Following a 23% increase in vegan and vegetarian orders at Tortilla this year, the burrito and taco chain has partnered with London-based tempeh producer Club Cultured to create a Veganuary special. Its vegan chilli ‘no carne’ is the fifteenth vegan option available at the 38-strong restaurant group, making more than 70% of its menu now vegan.
“We pride ourselves on having an option for everyone – vegans, flexitarians and meat eaters alike,” says Tortilla head of food Martyn Clover.
Sri Lankan bar and restaurant group The Coconut Tree has introduced a vegan ‘roots’ menu. Specialising in street food, the menu comprises 16 plant-based options including a pineapple curry; the fat sister pumpkin curry; and kotthu - a street food dish made with finely chopped roti and vegetables. The new menu is available at all six of the Coconut Tree’s locations across England and Wales.

[Stored entries]

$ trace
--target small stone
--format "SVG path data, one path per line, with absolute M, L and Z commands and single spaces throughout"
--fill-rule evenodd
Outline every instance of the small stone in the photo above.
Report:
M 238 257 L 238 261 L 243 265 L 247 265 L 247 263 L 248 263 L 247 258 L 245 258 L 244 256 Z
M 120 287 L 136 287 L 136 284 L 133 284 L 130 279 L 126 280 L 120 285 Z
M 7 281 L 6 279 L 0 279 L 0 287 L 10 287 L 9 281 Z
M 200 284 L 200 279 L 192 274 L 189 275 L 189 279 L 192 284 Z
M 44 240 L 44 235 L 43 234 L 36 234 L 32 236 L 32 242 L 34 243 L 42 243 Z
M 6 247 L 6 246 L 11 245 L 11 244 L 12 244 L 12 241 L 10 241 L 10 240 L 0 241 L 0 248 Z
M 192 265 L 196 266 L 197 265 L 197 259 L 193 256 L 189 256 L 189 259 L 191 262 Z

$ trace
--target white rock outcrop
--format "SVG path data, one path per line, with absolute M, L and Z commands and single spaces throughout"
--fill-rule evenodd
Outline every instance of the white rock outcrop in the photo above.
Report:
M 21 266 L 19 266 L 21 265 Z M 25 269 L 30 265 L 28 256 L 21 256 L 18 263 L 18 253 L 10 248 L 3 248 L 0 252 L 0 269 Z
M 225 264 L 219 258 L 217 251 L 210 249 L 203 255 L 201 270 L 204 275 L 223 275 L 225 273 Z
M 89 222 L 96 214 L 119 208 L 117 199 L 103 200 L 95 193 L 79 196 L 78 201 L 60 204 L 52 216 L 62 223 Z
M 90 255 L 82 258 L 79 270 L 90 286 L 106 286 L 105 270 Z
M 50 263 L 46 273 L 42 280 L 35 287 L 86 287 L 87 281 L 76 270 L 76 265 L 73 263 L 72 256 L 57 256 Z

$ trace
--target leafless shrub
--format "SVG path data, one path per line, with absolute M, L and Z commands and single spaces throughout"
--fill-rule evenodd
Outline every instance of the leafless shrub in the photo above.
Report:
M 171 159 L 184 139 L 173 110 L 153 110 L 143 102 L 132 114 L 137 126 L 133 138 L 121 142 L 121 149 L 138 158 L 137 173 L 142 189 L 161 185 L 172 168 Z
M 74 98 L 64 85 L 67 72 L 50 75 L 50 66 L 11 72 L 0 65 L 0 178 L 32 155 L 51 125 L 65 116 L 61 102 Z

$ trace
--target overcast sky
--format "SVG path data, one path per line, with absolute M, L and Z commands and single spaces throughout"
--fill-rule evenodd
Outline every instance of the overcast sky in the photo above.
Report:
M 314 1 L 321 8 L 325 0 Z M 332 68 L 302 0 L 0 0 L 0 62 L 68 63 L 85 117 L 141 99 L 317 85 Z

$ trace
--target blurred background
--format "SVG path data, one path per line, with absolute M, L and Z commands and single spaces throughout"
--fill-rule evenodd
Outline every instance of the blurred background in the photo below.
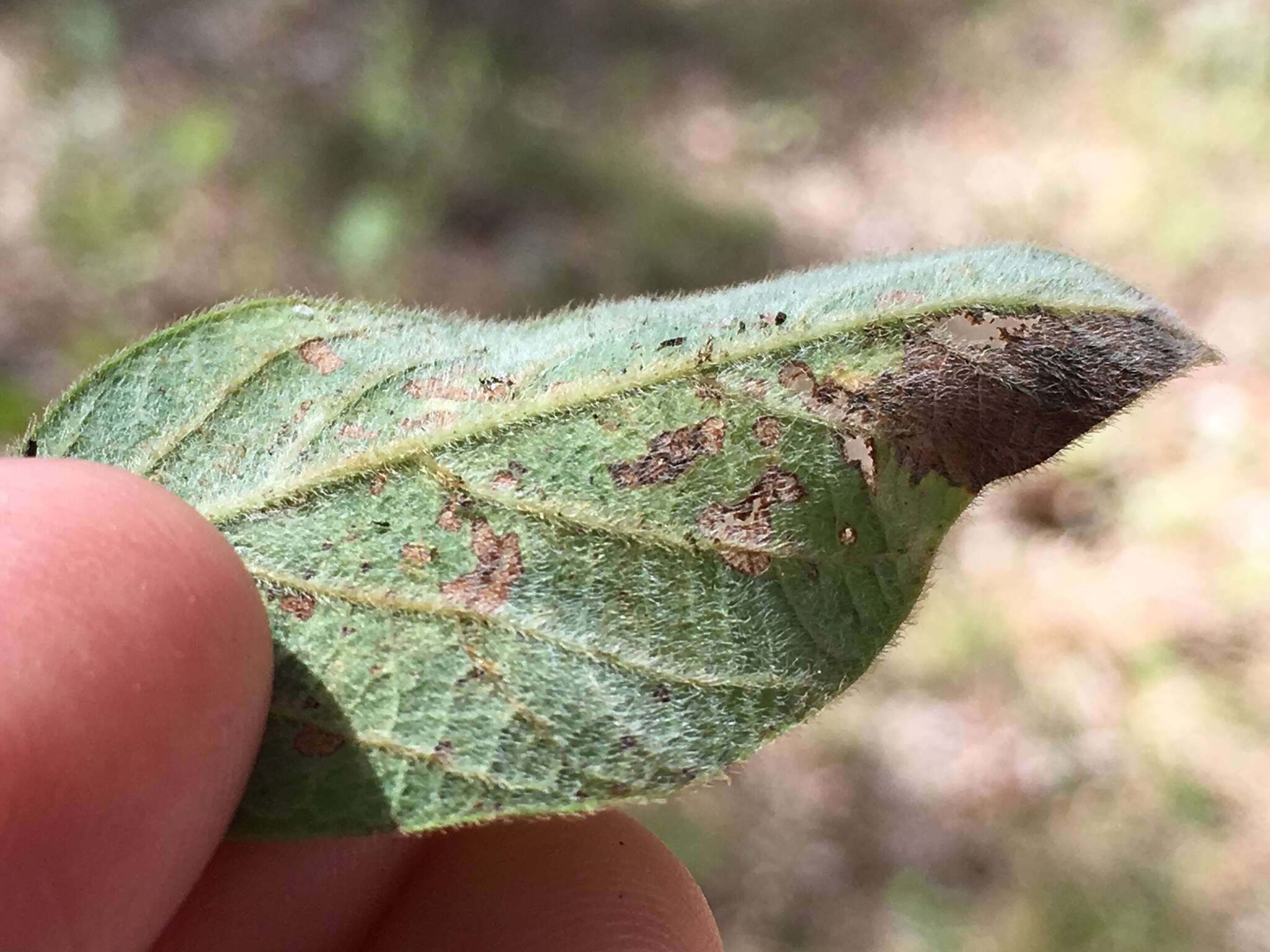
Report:
M 851 697 L 636 812 L 730 952 L 1264 952 L 1266 0 L 0 6 L 0 443 L 257 291 L 522 315 L 1007 239 L 1228 363 L 991 491 Z

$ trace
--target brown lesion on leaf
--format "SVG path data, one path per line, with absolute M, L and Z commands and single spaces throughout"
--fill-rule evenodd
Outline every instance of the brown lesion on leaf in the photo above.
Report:
M 518 463 L 516 459 L 509 459 L 507 462 L 505 470 L 499 470 L 490 479 L 490 485 L 494 489 L 512 490 L 519 489 L 521 477 L 530 471 L 525 463 Z
M 790 360 L 781 367 L 776 381 L 817 416 L 857 428 L 872 420 L 867 390 L 848 390 L 831 378 L 818 381 L 803 360 Z
M 344 746 L 344 737 L 316 724 L 306 724 L 296 731 L 291 746 L 301 757 L 330 757 Z
M 290 594 L 278 599 L 278 608 L 287 614 L 295 616 L 302 622 L 314 617 L 314 608 L 318 600 L 310 594 Z
M 401 392 L 417 400 L 500 401 L 512 397 L 512 377 L 484 377 L 475 387 L 465 387 L 446 377 L 418 377 L 401 385 Z
M 739 572 L 759 575 L 772 564 L 763 548 L 772 541 L 772 506 L 798 503 L 806 490 L 798 476 L 768 466 L 749 491 L 735 503 L 711 503 L 697 514 L 697 528 L 707 538 L 734 546 L 720 557 Z
M 781 421 L 775 416 L 759 416 L 751 430 L 758 446 L 771 449 L 781 440 Z
M 833 432 L 833 446 L 838 448 L 842 462 L 860 471 L 870 493 L 878 491 L 878 454 L 870 437 L 846 430 Z
M 423 542 L 405 542 L 398 550 L 398 557 L 408 565 L 424 566 L 437 557 L 437 550 L 434 546 L 425 546 Z
M 423 416 L 403 416 L 398 420 L 398 426 L 406 430 L 441 430 L 455 421 L 455 414 L 450 410 L 433 410 Z
M 646 454 L 608 463 L 608 475 L 624 489 L 674 482 L 700 457 L 720 452 L 726 433 L 728 421 L 721 416 L 659 433 L 648 442 Z
M 318 372 L 323 376 L 334 373 L 344 366 L 344 358 L 331 350 L 330 344 L 321 338 L 306 340 L 300 345 L 298 353 L 301 360 L 310 367 L 316 367 Z
M 876 432 L 914 481 L 937 472 L 978 491 L 1215 359 L 1165 311 L 961 311 L 908 334 L 902 366 L 874 388 Z
M 470 500 L 466 496 L 452 495 L 446 498 L 446 504 L 437 513 L 437 526 L 446 532 L 458 532 L 464 527 L 460 513 L 467 508 Z
M 356 423 L 345 423 L 335 435 L 339 439 L 375 439 L 380 435 L 380 432 L 368 430 L 364 426 L 358 426 Z
M 502 536 L 485 519 L 472 519 L 472 555 L 476 567 L 441 586 L 447 600 L 476 612 L 493 612 L 507 602 L 512 586 L 525 572 L 521 539 L 514 532 Z

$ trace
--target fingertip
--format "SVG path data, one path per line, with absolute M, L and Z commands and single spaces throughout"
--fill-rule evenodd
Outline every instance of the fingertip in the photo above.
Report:
M 272 650 L 224 537 L 156 484 L 0 462 L 0 895 L 52 947 L 144 943 L 211 856 Z
M 618 812 L 437 834 L 371 949 L 719 952 L 701 889 L 665 844 Z

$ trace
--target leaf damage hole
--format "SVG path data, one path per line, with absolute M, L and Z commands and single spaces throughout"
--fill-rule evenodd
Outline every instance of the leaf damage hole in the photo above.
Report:
M 728 421 L 707 416 L 692 426 L 665 430 L 648 442 L 648 453 L 617 463 L 608 463 L 608 475 L 624 489 L 674 482 L 698 457 L 714 456 L 723 449 Z
M 358 426 L 356 423 L 345 423 L 339 428 L 337 435 L 340 439 L 375 439 L 380 435 L 380 432 L 368 430 L 364 426 Z
M 403 562 L 422 566 L 437 557 L 437 550 L 422 542 L 406 542 L 398 550 L 398 556 L 400 556 Z
M 878 491 L 878 458 L 874 442 L 869 437 L 842 430 L 833 432 L 833 444 L 838 448 L 842 461 L 860 471 L 870 493 Z
M 476 567 L 444 583 L 441 595 L 462 608 L 493 612 L 507 602 L 512 586 L 525 574 L 521 539 L 514 532 L 499 536 L 485 519 L 474 519 L 471 548 Z
M 321 338 L 314 338 L 301 344 L 300 359 L 310 367 L 316 367 L 318 373 L 324 377 L 344 366 L 344 358 L 331 350 L 330 344 Z
M 758 481 L 737 503 L 711 503 L 697 514 L 697 528 L 707 538 L 762 548 L 772 541 L 772 506 L 798 503 L 806 498 L 806 490 L 798 476 L 776 466 L 768 466 Z M 767 552 L 720 551 L 720 557 L 739 572 L 759 575 L 771 566 Z
M 316 724 L 306 724 L 291 739 L 291 746 L 301 757 L 330 757 L 342 746 L 344 739 L 338 734 L 323 730 Z

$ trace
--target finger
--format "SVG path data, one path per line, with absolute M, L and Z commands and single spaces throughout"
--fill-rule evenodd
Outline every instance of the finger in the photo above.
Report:
M 705 896 L 674 854 L 618 812 L 434 836 L 370 948 L 719 952 Z
M 142 947 L 241 795 L 264 609 L 211 524 L 122 470 L 3 461 L 0 526 L 0 947 Z
M 387 911 L 423 836 L 224 843 L 152 952 L 339 952 Z

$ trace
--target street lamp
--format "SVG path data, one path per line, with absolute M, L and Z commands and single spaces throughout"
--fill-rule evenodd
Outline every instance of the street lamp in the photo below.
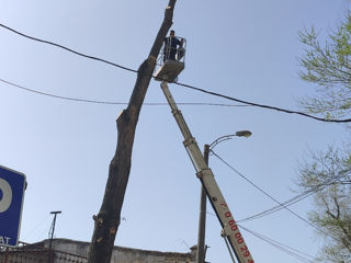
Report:
M 215 139 L 212 144 L 204 146 L 204 159 L 208 165 L 208 156 L 213 148 L 222 141 L 233 139 L 234 136 L 237 137 L 250 137 L 252 133 L 250 130 L 239 130 L 231 135 L 220 136 Z M 206 225 L 206 192 L 203 185 L 201 185 L 200 195 L 200 216 L 199 216 L 199 235 L 197 235 L 197 263 L 205 263 L 205 225 Z

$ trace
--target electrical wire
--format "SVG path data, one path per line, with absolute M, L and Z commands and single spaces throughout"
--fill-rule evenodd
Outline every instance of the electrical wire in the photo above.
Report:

* [Tasks to complete]
A. From the text about vegan restaurant menus, list every dish that is named as part of The Coconut Tree's vegan "roots" menu.
B. Transcribe a passage from the text about vegan restaurant menus, starting with "Following a 23%" and going on through "menu now vegan.".
C. Pick up the text about vegan restaurant menus after its final sentence and continue writing it.

* [Answers given]
A.
pineapple curry
fat sister pumpkin curry
kotthu

B.
Following a 23% increase in vegan and vegetarian orders at Tortilla this year, the burrito and taco chain has partnered with London-based tempeh producer Club Cultured to create a Veganuary special. Its vegan chilli ‘no carne’ is the fifteenth vegan option available at the 38-strong restaurant group, making more than 70% of its menu now vegan.

C.
“Sri Lankan street food is naturally abundant in vegan options,” says brand director Anna Garrod. “But going into 2021, we wanted to make it even easier for those on a plant-based diet - for a day, a month, or for life - to feel confident ordering a Sri Lankan street food feast without having to scan past a variety of dishes that they couldn’t eat.”
Danish-style bakery Ole and Steen, meanwhile, has launched a vegan o’duja (olive n’duja) toastie. As for drinks, Majestic Wine has launched a range of vegan wines including its Beefsteak Club malbec, Definition pinot grigio and Levante prosecco.
Vegan meal kits
Beyond hot food delivery, restaurant brands are also tapping into the demand for vegan meal kits. Burger brands such as Patty & Bun and Honest Burger, for example, now offer plant-based versions of their popular burger meal kits.
Dirty Vegan, the vegan sister restaurant to London restaurant Dirty Bones, has developed a meal kit for nationwide delivery. Based on the same ‘NYC-inspired comfort food and cocktail concept’ as its sibling, Dirty Vegan has partnered with Beyond Meat, the Los Angeles producer of plant-based meat products; Vida Bakery, London’s dairy free, egg free and gluten free bakery; and MEDA CBD Drinks to create its ‘Ultimate Vegan Kit’.
Healthy fast-food chain Leon has stepped up its plant-based offering this year by updating the recipe for its vegan LOVe burger and releasing a new vegan Sweet Carolina BBQ burger.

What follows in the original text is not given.